Consignes →
a - Traduisez en anglais cette phrase de l'article sur Epiphania : « Certains seront adoptés par des humains, comme Koji, aux pattes de lièvre et aux cornes de gazelle, recueilli par Jean. »
b - Rédigez la suite de l'article sur Epiphania, à partir de sa dernière phrase.

Texte extrait →
◆ ◆ ◆

Repenser notre relation aux vivants
En mêlant fantastique, conte et science-fiction au sein d’ Epiphania , Ludovic Debeurme offre un imaginaire inédit où les humains doivent composer avec des sortes d’hybrides, mi-humains, mi-animaux, appelés épiphanians . Dans ce récit découpé en trois bandes-dessinées, récemment édité en intégrale chez Casterman, l’auteur semble nous rappeler que nous ne sommes pas la seule espèce vivante sur cette planète, inscrivant ainsi son œuvre au sein des considérations écologiques actuelles.
Epiphanians ou mixbodies : ils sont arrivés après que plusieurs météorites écrasées sur Terre ne provoquent un gigantesque tsunami. Nés de trous au cœur des forêts et jardins, les épiphanians sont déterrés par les humains, bien obligés d'accueillir cette espèce qui leur ressemble quelque peu… Hormis les cornes, les griffes, les pattes et tout autre aspect animal qui marquent leurs différences. Certains seront adoptés par des humains, comme Koji, aux pattes de lièvre et aux cornes de gazelle, recueilli par Jean.
Rapidement, le fragile équilibre de façade établi entre humains et épiphanians vole en éclats. Face à la violence déployée par une majorité des humains, comme les massacres organisés et la mise en camp des épiphanians, ces derniers se regroupent et se rebellent. Alors que l’arrivée de ces nouveaux êtres semble rappeler aux humains qu’ils ne sont pas les seuls êtres vivants sur cette terre - au sens large du terme, animaux, mondes végétal et minéral - les épiphanians tombent dans la même violence que celle des humains.

◆ ◆ ◆

Jeu de données →
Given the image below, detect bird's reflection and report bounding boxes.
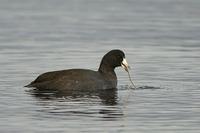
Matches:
[29,88,118,105]
[30,88,123,118]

◆ ◆ ◆

Tâches résolues →
a - Some will be adopted by humans, such as Koji, with the legs of a hare and the horns of a gazelle, who is taken in by Jean.

b -
La bande-dessinée est ponctuée de discours à propos de notre propension à détruire le vivant. Alors que l’humanité a les yeux braqués sur le problème que posent les épiphanians, un naturaliste et un philosophe rappellent que nous sommes, depuis longtemps, en train de provoquer notre propre perte en poursuivant le mythe d’une exploitation infinie. Ce que j’ai aimé chez Debeurme, c'est sa manière d’exprimer l’état des choses sans chercher à nous ménager, tout en évitant de tomber dans un manichéisme simpliste où les épiphanians seraient forcément une « espèce plus responsable ». Au contraire, nombreux sont ceux qui tombent dans les mêmes travers que leurs proches cousins, entre violence contre ce qui est différent, soif de pouvoir et dépendance aux substances.
Les deux personnages principaux sont d’ailleurs éloignés des clichés de genre : Koji est un garçon plutôt effacé et mal à l’aise avec la violence que déploie les siens, tandis que Bee, femme oiseau aux cornes de gazelle, est le seul personnage féminin fort. En effet, les deux autres personnages féminins quelque peu travaillés existent uniquement à travers leur couple hétérosexuel et leur maternité. SPOILER 1
Ludovic Debeurme s’inscrit dans le paysage de la bande-dessinée française en 2002 avec Céfalus paru aux éditions Cornelius. Initié très jeune à la peinture et à l’art moderne, il suit la formation en arts plastiques à la Sorbonne et est récompensé en 2007 du prix Essentiel du festival d'Angoulême pour sa bande-dessinée Lucille . Ludovic Debeurme a aussi fondé son propre groupe de musique, FATHERKID, avec Fanny Michaëlis qui a travaillé les couleurs d’ Epiphania . On ne peut pas s'empêcher de sentir un univers similaire dans son morceau Dark Sides et dans sa dernière bande-dessinée.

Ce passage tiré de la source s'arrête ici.